◆ **Task 1**:
List every person named in the news article about the murder-suicide.
◆ **Task 2**:
Write the next part of the news article about the murder-suicide, picking up after its last sentence.

Advertisement

Deputies Find Man, Wife Shot to Death at Home in Murder-Suicide

Share
TIMES STAFF WRITER

A man fatally shot his wife at point-blank range and then turned the gun on himself, days after she said he had abused her and had obtained a restraining order against him, sheriff’s deputies said Friday.

David William Schenk, 39, and Heather Jan Fredette Schenk, 46, had a volatile and strife-torn marriage, according to neighbors, who said they often heard the couple arguing at the home in the 21400 block of Wahoo Trail.

Deputies said they had been called to the unkempt two-story house as recently as a week ago. Each time, the wife claimed to have been physically abused or threatened, but declined to prosecute, police said.

Advertisement

“We’ve been there on at least two prior occasions,” said Sgt. Dirk Edmundson of the Los Angeles County Sheriff’s Department’s homicide unit. Friends said Heather Schenk had called the sheriff’s Lost Hills Station almost daily the week before her death.

◆ **Data supplied**:
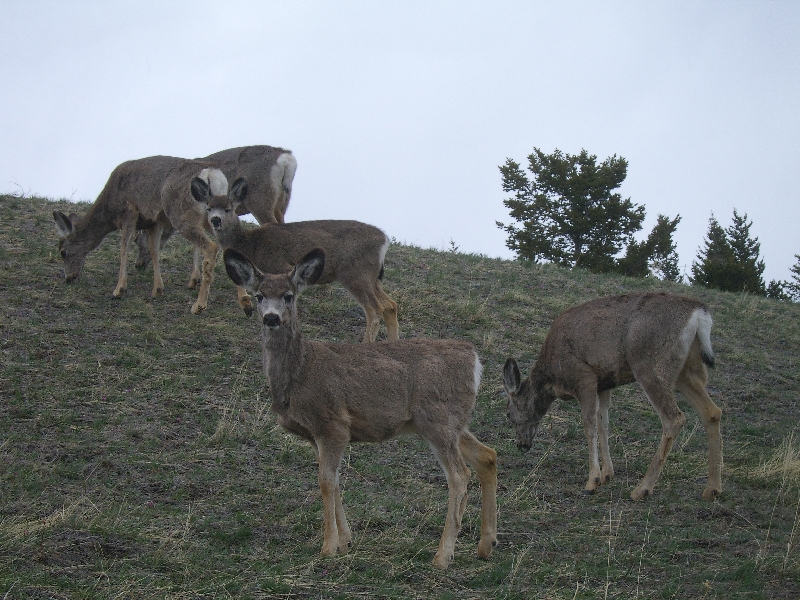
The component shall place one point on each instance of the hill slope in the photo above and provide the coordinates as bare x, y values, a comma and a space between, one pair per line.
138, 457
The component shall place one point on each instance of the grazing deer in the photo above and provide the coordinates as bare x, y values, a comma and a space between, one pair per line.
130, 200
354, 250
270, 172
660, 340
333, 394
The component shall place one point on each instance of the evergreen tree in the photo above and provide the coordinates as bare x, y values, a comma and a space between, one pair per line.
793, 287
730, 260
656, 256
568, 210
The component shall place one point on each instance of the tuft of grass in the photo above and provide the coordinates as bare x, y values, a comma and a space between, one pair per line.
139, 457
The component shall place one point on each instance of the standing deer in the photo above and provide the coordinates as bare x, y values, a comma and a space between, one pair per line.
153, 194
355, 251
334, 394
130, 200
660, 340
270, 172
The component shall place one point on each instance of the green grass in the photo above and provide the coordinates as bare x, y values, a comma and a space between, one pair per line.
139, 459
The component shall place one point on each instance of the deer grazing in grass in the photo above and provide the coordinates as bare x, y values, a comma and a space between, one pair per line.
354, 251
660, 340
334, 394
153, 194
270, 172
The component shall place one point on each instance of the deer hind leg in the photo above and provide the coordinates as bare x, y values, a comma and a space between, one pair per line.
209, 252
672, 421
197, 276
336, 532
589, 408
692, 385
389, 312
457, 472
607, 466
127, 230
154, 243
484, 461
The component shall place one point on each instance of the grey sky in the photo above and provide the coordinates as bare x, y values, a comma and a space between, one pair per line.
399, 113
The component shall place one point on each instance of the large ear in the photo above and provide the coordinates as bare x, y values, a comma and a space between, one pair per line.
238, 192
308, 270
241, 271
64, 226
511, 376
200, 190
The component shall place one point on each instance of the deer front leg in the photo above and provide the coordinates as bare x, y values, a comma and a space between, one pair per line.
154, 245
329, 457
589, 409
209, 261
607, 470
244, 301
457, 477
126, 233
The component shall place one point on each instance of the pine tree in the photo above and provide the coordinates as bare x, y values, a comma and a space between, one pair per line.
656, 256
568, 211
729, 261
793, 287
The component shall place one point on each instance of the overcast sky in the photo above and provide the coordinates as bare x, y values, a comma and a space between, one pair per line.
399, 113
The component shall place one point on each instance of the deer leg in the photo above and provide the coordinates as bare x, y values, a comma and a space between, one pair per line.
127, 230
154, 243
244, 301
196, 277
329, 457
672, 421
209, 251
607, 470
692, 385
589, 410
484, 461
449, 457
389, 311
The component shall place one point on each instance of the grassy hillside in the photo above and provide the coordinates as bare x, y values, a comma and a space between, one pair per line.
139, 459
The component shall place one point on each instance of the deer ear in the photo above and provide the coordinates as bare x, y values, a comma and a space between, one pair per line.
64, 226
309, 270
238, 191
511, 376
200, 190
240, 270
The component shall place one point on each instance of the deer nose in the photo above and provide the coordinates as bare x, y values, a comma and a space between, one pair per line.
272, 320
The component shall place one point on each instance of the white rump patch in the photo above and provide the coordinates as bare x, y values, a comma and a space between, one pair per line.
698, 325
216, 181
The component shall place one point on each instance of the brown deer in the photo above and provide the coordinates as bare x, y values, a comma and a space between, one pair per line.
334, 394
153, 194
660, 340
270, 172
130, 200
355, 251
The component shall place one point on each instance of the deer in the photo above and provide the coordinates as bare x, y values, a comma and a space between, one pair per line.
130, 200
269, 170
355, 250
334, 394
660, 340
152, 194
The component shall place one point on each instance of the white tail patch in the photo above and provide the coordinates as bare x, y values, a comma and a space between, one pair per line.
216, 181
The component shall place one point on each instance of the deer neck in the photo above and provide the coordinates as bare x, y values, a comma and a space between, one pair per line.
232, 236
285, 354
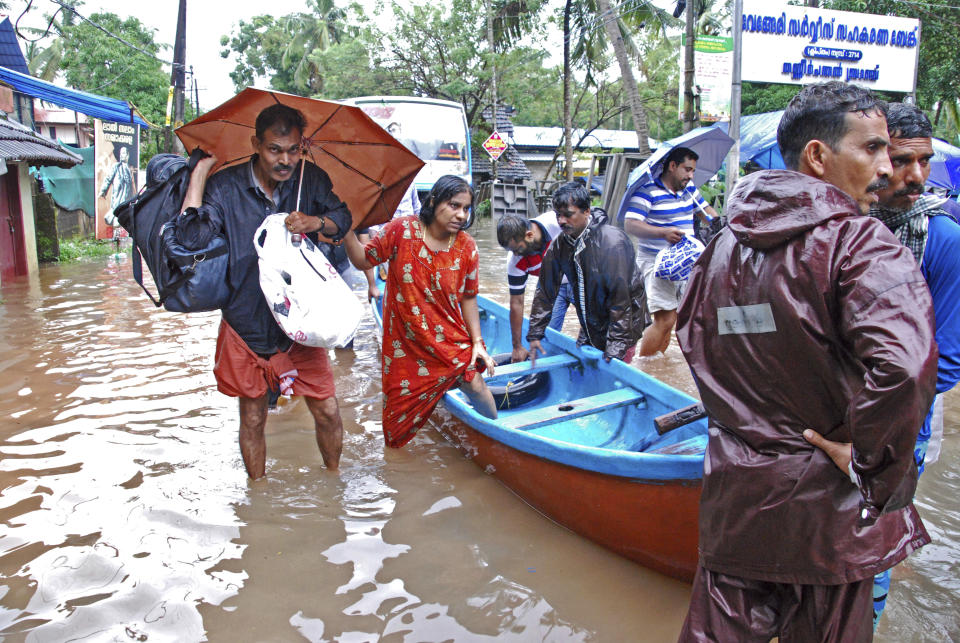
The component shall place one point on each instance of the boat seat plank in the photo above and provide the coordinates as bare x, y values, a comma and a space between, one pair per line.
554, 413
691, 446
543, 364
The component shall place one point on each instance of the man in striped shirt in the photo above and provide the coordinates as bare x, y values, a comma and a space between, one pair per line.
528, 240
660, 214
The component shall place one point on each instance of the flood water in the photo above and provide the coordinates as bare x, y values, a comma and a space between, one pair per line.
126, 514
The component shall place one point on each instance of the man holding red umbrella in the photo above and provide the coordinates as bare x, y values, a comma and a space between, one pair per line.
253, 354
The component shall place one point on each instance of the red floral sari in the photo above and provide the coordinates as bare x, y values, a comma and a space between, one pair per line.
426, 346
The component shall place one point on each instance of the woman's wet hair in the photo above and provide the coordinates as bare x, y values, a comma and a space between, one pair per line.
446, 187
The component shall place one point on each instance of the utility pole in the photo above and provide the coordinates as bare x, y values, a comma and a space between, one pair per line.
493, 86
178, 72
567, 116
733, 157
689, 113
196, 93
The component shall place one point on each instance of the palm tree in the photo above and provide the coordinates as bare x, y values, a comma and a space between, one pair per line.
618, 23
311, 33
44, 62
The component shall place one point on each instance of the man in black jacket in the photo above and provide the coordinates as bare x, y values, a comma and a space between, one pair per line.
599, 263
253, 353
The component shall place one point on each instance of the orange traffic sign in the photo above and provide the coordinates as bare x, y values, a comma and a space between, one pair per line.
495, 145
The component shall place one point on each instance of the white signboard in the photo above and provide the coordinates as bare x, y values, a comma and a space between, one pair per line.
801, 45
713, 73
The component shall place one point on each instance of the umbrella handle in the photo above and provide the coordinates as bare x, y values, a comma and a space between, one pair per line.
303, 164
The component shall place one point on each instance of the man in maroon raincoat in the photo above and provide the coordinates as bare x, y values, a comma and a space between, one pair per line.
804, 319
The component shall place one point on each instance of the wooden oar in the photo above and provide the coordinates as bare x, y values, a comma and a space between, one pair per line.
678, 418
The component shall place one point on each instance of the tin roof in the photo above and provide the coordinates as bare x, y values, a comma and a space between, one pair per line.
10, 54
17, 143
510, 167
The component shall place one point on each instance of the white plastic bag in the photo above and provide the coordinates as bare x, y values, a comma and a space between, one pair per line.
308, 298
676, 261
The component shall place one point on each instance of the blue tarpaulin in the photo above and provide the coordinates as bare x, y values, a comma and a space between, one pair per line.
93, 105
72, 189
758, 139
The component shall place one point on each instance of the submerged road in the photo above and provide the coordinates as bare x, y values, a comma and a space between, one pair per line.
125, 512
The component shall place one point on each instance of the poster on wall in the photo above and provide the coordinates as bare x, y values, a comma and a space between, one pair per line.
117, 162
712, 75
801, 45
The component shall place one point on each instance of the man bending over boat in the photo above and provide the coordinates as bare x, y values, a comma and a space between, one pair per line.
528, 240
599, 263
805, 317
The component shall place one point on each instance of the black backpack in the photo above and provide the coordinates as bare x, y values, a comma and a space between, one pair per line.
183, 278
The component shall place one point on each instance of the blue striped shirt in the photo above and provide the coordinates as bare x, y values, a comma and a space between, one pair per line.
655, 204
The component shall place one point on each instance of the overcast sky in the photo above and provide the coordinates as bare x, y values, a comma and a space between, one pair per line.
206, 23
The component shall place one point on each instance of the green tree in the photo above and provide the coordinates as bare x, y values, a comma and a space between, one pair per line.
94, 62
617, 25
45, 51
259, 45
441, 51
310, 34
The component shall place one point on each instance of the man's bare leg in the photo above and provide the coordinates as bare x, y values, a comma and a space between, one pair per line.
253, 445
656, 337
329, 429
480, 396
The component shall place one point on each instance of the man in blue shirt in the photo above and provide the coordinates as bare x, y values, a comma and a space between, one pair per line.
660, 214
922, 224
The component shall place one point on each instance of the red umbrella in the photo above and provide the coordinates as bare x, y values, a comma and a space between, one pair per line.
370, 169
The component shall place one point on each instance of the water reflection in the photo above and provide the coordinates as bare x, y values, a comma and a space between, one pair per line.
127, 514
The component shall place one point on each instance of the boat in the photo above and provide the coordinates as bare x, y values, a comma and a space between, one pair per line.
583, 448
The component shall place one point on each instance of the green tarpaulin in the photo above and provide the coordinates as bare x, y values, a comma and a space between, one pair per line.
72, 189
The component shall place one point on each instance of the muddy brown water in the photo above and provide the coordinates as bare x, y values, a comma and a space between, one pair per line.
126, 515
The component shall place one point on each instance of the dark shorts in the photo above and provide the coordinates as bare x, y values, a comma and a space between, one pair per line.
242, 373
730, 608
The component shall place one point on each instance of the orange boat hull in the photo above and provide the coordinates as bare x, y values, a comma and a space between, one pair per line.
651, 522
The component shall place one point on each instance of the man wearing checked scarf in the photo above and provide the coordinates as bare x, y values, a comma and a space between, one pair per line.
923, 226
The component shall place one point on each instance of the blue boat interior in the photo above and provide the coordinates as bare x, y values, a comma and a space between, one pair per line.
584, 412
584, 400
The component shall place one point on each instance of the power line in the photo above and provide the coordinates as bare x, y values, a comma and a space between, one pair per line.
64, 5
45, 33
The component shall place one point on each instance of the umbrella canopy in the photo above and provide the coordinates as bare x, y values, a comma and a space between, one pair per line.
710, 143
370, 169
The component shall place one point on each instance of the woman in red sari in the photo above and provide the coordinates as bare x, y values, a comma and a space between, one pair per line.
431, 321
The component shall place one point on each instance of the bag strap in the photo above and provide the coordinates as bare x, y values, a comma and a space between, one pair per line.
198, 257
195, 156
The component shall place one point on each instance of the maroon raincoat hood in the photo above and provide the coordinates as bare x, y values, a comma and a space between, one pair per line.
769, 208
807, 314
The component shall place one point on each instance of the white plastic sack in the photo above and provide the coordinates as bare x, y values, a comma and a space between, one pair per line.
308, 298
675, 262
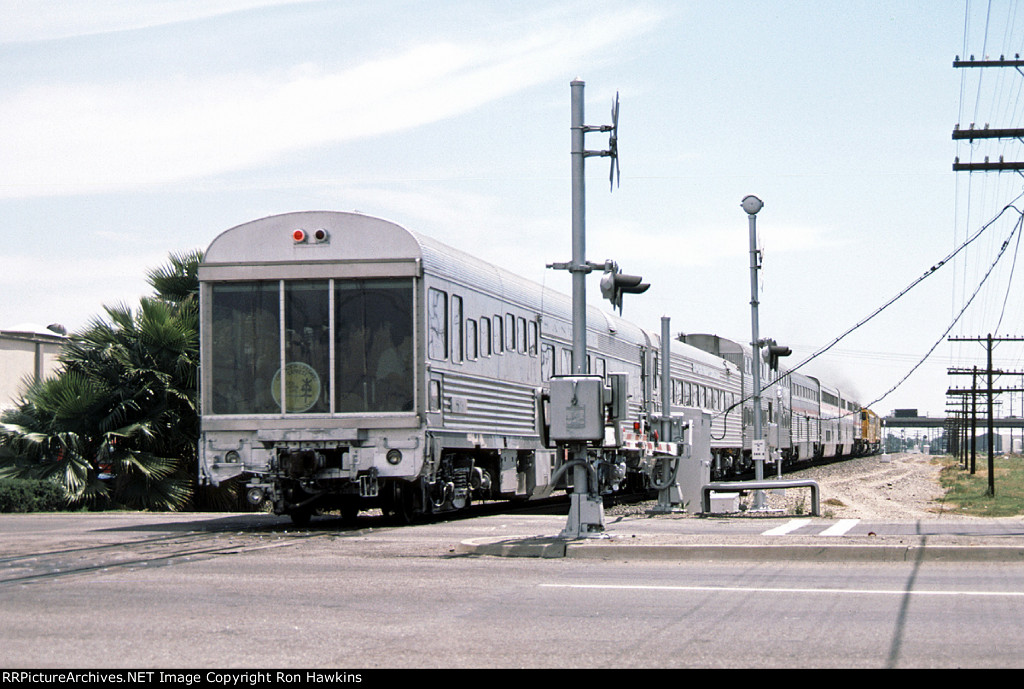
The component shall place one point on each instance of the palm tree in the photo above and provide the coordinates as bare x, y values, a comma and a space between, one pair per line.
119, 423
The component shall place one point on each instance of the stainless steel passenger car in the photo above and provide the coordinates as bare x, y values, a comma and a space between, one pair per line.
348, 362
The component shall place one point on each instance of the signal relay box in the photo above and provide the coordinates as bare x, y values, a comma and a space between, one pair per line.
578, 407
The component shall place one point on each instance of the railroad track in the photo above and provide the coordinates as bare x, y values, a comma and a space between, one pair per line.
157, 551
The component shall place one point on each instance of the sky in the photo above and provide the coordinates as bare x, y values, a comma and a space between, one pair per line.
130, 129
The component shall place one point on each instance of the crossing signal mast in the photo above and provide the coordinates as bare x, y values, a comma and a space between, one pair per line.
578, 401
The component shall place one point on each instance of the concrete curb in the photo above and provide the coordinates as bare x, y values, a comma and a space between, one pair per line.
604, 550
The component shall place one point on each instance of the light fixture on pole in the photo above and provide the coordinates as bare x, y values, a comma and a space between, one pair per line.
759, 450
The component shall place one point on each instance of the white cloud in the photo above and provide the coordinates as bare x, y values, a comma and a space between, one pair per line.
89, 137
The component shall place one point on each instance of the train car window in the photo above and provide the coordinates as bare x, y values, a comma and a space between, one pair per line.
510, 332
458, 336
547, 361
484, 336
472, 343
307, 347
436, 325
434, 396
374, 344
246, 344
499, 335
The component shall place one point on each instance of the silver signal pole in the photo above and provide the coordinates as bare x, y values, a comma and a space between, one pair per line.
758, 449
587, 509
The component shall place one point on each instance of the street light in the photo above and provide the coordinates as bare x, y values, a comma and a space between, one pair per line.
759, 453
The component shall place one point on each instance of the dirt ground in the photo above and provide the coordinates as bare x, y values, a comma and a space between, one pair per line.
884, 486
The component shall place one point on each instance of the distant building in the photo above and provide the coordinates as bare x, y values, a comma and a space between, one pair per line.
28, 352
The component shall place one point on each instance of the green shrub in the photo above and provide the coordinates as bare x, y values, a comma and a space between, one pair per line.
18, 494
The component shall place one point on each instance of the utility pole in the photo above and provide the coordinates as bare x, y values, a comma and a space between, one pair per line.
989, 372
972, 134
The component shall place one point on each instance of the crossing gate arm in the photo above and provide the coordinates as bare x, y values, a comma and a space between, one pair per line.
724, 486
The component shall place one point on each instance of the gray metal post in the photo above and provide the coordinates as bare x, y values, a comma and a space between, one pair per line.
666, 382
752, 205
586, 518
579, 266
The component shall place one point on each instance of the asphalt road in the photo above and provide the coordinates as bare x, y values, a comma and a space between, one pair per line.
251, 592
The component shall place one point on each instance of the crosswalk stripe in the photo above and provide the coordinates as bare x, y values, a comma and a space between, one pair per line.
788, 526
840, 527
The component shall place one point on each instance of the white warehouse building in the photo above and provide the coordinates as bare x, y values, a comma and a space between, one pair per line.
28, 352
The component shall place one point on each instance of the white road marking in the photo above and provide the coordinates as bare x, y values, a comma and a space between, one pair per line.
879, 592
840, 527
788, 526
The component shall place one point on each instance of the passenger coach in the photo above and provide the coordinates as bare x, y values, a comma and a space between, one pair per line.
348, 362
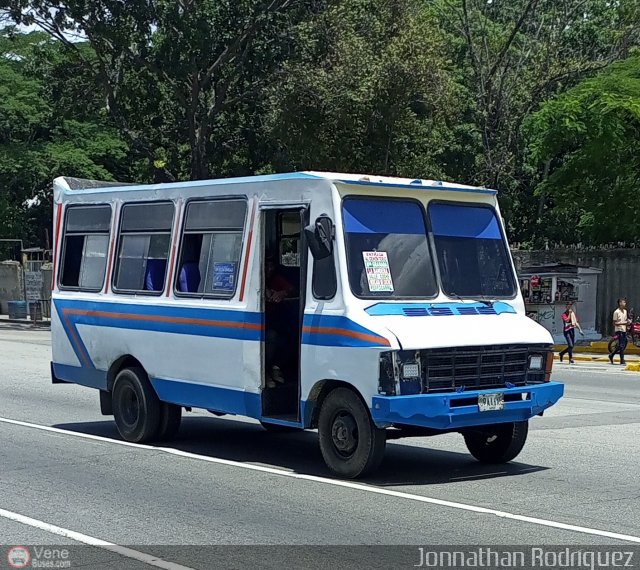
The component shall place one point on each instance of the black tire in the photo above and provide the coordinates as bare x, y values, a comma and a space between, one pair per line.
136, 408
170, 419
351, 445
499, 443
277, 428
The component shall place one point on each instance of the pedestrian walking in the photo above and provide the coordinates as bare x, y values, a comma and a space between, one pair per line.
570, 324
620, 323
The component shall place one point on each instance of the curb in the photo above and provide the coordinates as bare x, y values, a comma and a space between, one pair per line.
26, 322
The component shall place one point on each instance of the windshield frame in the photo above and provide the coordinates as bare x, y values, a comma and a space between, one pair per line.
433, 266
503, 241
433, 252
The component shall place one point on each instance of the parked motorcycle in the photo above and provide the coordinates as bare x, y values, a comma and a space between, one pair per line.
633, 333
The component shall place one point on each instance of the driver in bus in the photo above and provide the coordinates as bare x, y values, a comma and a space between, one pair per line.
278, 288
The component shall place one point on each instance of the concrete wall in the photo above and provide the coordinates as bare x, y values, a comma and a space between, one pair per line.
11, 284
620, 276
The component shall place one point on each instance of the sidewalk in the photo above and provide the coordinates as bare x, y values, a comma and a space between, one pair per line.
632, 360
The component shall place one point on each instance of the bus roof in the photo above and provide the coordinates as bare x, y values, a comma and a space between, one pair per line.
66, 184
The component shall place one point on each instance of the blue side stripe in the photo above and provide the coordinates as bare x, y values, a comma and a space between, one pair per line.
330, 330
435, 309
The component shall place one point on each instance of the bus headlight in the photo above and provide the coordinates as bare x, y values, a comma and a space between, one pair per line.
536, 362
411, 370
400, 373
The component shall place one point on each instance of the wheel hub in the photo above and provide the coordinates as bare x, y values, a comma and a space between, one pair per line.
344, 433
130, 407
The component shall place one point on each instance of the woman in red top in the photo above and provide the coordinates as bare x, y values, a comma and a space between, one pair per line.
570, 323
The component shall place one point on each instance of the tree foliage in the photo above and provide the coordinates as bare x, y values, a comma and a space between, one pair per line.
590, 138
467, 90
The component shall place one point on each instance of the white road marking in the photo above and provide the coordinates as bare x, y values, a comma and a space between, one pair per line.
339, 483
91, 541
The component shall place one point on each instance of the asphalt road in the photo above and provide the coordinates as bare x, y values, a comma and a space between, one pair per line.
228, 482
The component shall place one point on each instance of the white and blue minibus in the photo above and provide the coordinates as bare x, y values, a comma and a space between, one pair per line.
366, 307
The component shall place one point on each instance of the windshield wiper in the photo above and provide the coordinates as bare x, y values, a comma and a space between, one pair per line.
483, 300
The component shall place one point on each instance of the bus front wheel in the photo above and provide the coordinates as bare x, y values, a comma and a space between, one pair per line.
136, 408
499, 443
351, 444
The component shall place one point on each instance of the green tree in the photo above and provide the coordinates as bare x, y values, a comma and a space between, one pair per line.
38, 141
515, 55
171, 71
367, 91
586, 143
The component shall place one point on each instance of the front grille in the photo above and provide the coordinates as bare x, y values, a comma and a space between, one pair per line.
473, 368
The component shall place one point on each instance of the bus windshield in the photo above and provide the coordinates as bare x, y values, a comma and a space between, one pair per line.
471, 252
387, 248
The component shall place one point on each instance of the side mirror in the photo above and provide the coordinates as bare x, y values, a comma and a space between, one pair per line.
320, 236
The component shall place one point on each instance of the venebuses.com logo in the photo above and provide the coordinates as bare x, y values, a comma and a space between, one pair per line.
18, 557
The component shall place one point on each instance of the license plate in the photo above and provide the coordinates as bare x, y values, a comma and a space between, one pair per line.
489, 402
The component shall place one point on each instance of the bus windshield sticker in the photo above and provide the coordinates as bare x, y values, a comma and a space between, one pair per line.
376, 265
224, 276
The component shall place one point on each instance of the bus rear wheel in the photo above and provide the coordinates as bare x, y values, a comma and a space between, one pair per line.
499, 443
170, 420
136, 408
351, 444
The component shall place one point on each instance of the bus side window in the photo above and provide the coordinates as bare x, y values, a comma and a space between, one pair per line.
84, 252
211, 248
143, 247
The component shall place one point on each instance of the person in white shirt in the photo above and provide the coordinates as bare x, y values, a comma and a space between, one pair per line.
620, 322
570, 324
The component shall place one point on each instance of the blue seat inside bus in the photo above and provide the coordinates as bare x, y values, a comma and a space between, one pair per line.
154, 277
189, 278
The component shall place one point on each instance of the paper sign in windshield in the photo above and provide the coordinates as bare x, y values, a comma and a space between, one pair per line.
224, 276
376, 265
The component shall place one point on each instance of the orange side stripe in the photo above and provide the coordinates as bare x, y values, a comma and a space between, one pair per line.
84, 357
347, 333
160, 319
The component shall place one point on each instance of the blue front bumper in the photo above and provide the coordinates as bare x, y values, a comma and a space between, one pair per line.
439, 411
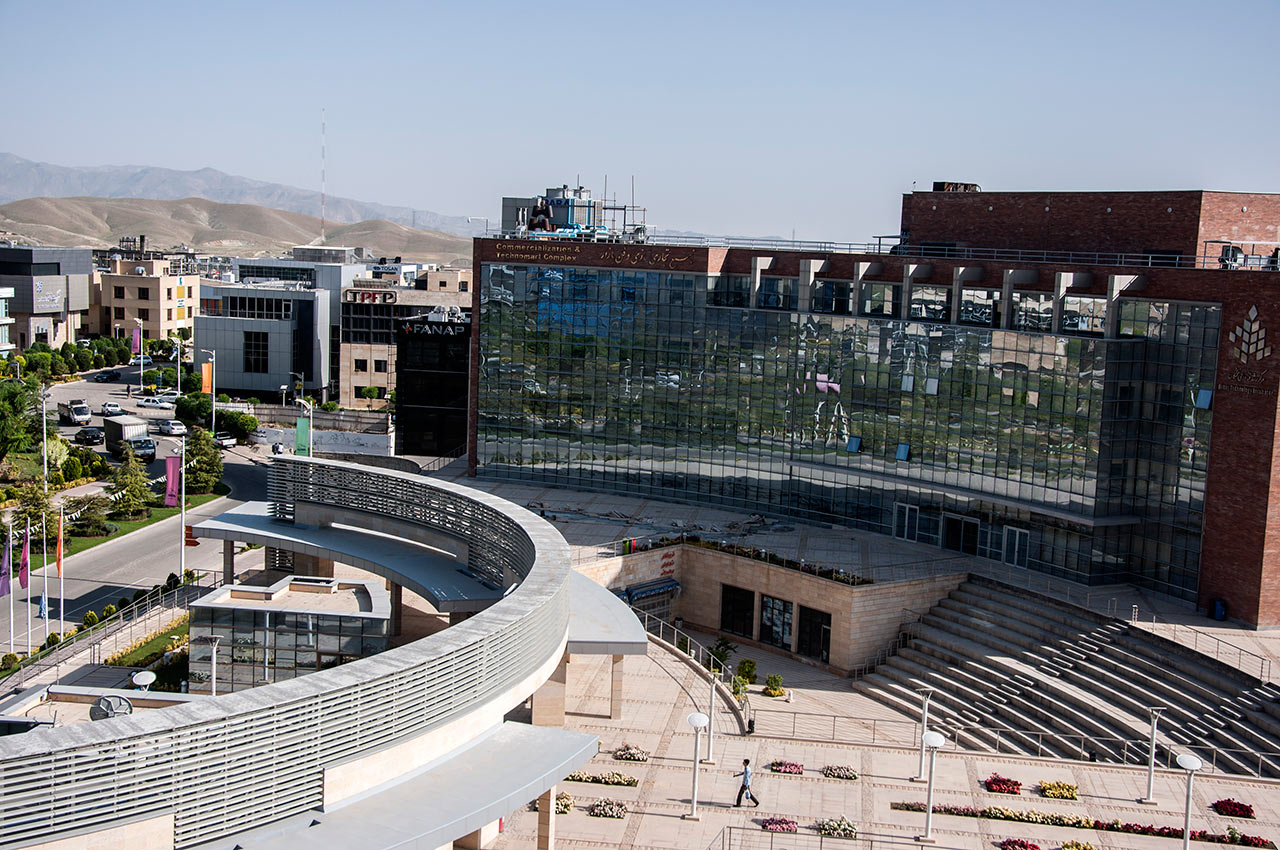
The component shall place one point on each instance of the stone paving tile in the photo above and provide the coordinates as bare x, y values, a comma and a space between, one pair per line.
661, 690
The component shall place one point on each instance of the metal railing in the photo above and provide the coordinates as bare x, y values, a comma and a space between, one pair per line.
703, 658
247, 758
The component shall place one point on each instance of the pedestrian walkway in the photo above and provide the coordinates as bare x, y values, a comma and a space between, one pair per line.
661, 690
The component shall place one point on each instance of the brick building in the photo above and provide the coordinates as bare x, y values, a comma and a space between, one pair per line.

◆ **Task result 1**:
David William Schenk, Heather Jan Fredette Schenk (also called Heather Schenk), and Sgt. Dirk Edmundson.

◆ **Task result 2**:
A neighbor went to the house Thursday night, found the door open and a purse on the table, but Schenk did not answer when he called her name, neighbors said. Concerned, the neighbor telephoned sheriff’s deputies and asked them to check the house.

At 2:19 a.m., deputies said, they discovered that the back door leading to Heather Schenk’s bedroom had been kicked in--the door jam splintered. Inside, the woman’s decomposing body, with a bullet-hole in the head, lay on her blood-soaked bed, and her husband, also with a head wound, was on the floor.

Heather Schenk’s elderly father, who has Alzheimer’s disease, was found in the house, apparently oblivious to the deaths.

Her two young sons from a previous marriage--Arthur John, 11, and Jake, 9--were visiting their father in Arizona at the time of the shootings, neighbors and deputies said. On Friday afternoon, they flew in to Los Angeles, where they learned of their mother’s death, friends said.

On Monday, a restraining order was issued against David Schenk, requiring him to stay at least 100 yards away from his wife. But friends say she was unable to serve the order.

Advertisement

Heather Schenk tried to serve the order on her husband Monday, “but David threw them on the ground and ran over them with his truck,” said Sandra Tremiti, a childhood friend of Heather’s.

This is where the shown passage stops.